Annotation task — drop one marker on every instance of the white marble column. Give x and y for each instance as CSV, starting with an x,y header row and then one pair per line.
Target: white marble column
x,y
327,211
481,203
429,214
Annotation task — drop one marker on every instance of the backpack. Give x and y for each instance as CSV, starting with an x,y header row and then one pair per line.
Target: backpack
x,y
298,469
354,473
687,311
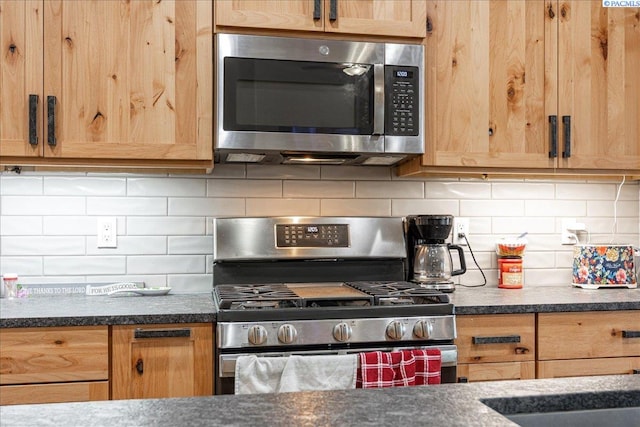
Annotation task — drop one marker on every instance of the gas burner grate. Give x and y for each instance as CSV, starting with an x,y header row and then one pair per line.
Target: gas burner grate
x,y
260,296
400,293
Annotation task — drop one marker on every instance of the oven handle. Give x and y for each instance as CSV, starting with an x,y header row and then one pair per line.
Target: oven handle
x,y
378,99
227,362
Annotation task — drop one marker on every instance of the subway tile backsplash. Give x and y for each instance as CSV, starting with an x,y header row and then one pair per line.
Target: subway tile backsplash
x,y
48,220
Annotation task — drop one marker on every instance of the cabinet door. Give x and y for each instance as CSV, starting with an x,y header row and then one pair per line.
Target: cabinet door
x,y
54,355
54,393
497,371
132,80
487,86
153,361
405,18
495,338
599,83
588,367
304,15
586,335
20,77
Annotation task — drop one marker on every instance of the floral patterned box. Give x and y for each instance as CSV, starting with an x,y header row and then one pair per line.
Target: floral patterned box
x,y
599,266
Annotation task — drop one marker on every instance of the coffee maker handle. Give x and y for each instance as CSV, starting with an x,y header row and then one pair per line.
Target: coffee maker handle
x,y
463,264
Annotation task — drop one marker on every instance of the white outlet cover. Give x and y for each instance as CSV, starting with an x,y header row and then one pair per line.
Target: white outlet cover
x,y
107,232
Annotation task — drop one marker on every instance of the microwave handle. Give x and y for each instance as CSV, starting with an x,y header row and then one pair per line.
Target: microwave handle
x,y
378,99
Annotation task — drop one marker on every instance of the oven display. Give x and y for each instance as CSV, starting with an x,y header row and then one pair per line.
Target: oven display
x,y
312,235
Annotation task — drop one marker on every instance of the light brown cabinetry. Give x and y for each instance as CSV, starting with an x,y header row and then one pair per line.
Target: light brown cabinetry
x,y
505,79
496,346
57,364
588,343
164,360
117,83
404,18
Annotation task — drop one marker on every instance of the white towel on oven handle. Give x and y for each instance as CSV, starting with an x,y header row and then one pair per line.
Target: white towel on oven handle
x,y
295,373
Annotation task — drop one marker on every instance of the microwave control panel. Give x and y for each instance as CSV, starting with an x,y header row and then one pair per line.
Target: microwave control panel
x,y
312,235
402,94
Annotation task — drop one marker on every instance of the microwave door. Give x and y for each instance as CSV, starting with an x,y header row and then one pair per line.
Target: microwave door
x,y
302,106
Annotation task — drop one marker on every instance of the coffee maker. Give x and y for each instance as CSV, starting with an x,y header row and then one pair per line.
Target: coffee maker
x,y
429,261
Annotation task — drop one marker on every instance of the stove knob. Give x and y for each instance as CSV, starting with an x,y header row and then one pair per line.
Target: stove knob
x,y
342,332
287,334
257,335
396,330
423,329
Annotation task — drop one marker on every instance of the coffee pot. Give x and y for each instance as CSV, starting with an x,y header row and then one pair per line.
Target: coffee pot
x,y
433,263
429,260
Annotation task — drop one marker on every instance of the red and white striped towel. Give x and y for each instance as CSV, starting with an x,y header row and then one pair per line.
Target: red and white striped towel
x,y
399,368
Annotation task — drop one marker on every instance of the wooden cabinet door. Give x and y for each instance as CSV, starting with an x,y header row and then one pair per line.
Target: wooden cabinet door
x,y
488,90
54,355
599,84
585,335
132,79
272,14
82,391
404,18
588,367
497,371
153,361
20,77
495,338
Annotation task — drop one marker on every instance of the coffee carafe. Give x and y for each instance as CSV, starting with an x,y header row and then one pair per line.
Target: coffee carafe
x,y
428,256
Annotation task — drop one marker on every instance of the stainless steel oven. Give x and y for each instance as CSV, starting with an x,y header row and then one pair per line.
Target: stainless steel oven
x,y
321,286
295,100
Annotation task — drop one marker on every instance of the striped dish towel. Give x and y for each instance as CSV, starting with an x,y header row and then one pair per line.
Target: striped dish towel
x,y
399,368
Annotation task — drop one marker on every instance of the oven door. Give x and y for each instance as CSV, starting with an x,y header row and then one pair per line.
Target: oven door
x,y
225,371
279,94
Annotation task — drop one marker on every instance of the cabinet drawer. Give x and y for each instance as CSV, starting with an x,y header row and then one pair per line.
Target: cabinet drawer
x,y
46,355
588,367
587,335
54,393
495,338
497,371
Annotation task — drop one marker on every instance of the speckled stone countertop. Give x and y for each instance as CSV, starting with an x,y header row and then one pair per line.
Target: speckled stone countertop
x,y
442,405
540,299
82,310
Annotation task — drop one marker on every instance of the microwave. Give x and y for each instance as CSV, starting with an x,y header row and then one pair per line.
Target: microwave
x,y
289,100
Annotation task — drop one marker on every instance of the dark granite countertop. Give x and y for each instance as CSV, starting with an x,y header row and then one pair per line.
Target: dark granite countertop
x,y
82,310
541,299
442,405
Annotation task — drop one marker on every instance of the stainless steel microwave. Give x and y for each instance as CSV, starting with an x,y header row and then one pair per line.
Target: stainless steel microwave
x,y
300,101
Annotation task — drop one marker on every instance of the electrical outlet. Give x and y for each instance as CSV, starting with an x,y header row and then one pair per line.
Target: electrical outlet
x,y
107,227
567,237
460,228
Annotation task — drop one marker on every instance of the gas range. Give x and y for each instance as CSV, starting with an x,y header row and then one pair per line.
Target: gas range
x,y
321,285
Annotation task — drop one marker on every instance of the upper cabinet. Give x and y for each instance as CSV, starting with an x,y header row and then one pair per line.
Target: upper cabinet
x,y
106,83
519,86
599,85
402,18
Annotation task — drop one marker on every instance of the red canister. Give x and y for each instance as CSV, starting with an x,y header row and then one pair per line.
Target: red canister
x,y
510,274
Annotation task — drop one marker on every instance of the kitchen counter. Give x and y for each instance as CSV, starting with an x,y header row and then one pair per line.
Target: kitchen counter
x,y
82,310
446,404
541,299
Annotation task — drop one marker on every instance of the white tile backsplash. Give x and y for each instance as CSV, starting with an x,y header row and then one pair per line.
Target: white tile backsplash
x,y
48,220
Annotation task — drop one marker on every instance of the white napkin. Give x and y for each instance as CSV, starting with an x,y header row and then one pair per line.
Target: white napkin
x,y
295,373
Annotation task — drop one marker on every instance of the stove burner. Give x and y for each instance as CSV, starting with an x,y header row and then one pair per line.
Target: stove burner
x,y
269,296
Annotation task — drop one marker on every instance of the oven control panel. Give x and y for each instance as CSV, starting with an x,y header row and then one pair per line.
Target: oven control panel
x,y
312,235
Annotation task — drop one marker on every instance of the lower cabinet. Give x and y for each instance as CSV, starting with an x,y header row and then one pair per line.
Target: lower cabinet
x,y
162,360
496,347
588,343
54,364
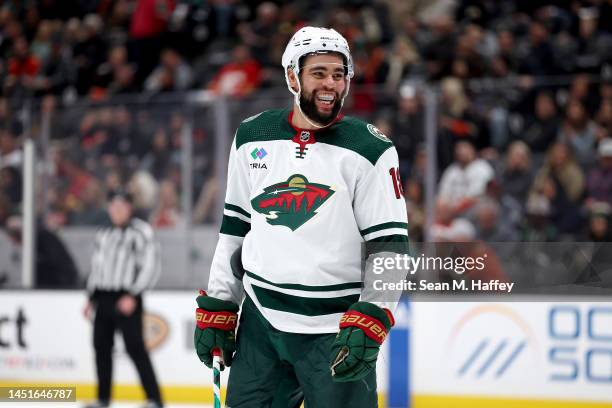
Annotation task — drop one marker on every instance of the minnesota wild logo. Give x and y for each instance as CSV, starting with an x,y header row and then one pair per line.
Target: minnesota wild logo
x,y
291,203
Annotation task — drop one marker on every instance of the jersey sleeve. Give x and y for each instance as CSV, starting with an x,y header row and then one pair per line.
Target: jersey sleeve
x,y
381,215
235,225
379,205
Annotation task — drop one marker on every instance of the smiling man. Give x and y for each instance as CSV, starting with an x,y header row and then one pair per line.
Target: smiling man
x,y
306,188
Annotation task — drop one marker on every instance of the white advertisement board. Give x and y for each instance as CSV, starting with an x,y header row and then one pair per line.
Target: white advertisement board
x,y
533,350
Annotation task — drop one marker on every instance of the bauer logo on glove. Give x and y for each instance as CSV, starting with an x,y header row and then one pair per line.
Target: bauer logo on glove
x,y
363,328
215,329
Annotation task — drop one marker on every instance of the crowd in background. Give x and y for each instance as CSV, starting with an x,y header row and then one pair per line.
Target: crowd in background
x,y
524,114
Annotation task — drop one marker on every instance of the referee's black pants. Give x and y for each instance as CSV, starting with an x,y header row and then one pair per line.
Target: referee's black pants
x,y
107,320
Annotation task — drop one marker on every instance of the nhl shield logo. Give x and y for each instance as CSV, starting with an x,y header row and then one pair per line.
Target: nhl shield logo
x,y
291,203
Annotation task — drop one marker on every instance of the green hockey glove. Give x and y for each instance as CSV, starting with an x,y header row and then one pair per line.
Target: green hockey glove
x,y
215,328
363,328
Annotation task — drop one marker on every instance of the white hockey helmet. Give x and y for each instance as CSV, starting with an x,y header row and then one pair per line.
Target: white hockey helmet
x,y
309,40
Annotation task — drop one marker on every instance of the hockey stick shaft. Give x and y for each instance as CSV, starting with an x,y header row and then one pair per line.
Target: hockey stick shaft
x,y
217,377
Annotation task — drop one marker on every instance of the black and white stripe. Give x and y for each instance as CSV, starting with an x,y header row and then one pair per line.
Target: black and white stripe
x,y
125,259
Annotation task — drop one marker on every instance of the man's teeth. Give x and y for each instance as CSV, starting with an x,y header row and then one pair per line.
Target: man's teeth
x,y
326,98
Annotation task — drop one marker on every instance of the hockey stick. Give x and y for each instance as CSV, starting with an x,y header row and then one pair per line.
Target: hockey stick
x,y
217,377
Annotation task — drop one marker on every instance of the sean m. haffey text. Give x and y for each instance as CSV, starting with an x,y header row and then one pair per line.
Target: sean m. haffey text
x,y
412,264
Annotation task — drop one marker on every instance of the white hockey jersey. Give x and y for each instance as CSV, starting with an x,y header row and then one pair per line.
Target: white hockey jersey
x,y
302,203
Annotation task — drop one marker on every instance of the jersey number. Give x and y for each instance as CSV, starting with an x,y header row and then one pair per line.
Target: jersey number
x,y
397,182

----

**Task instructions**
Starting at the line containing "of the sean" and ending at the last line of the material, output each line as a string in a JSON list, skipping any blank lines.

**Complete output**
[
  "Annotation task — drop one marker on every instance of the sean m. haffey text. Give x and y for each instance as CSV, starting with an x,y header row and then one pair per line.",
  "Target: sean m. haffey text",
  "x,y",
  "412,264",
  "Annotation task — drop one marker on every instance of the white hockey jersey. Give x and y for each instance as CSV, starting with an x,y header row and then one pair per line.",
  "Target: white hockey jersey",
  "x,y",
  "302,203",
  "Annotation task — drop one marker on every instance of the jersey number. Give x and y for each instance as CSV, starting with an x,y header row and then one pair per line.",
  "Target: jersey number",
  "x,y",
  "397,182"
]